───── SUPPLIED DATA ─────

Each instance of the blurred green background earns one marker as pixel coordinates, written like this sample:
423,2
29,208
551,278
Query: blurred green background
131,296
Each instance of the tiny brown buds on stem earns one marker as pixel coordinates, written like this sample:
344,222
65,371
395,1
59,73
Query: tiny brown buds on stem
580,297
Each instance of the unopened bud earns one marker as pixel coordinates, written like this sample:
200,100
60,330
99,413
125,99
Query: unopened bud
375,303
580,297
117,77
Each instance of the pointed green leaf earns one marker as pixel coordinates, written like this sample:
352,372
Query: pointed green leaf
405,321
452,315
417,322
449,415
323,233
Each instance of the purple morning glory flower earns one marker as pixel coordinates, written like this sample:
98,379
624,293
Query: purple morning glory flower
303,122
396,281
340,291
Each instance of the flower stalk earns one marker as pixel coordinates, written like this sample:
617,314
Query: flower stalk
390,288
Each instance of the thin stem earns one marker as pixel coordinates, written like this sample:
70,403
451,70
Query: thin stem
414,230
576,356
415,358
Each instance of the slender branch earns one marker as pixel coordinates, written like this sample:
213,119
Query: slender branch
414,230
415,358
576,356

─────

▶ GIVEN REQUEST:
Copy every one of the lines above without changing anything.

▶ SOLUTION FOR THIS PROBLEM:
Each instance of the blurred green background earns one marker as pixel coordinates, written like this sample:
423,2
29,208
551,278
Query: blurred green background
131,296
Each instance of the tiny brown buds on stem earns one marker as pixel coordinates, written like this sample:
344,222
65,371
395,1
59,73
Query: tiny brown buds on stem
580,297
Each instance of the unopened bud earns one marker as pixel coordinates, written like this sample:
200,100
60,330
99,413
125,99
Query: unopened bud
375,303
580,297
117,77
Each instance of the pointed green leaf earns one marker as pixel coordinates, written like this sample:
352,372
Query: pointed green leaf
405,321
452,315
417,322
449,415
323,233
Each instance of the purple morning glory flower earns one marker as pixel coordinates, written like this sample:
98,379
624,293
Query: purple morning glory flower
303,122
396,281
340,291
Each instance of the flower stalk earns one marker as pixel coordinates, written like this sample:
617,314
Query: flower stalk
390,288
Each instance of the thin stem earns one marker as pixel coordinates, written like this sample:
70,403
451,70
Query: thin stem
414,230
576,356
415,358
Each instance of the slender branch earns one marker as pixel coordinates, written like this sample:
213,119
Query: slender branch
414,230
415,358
576,356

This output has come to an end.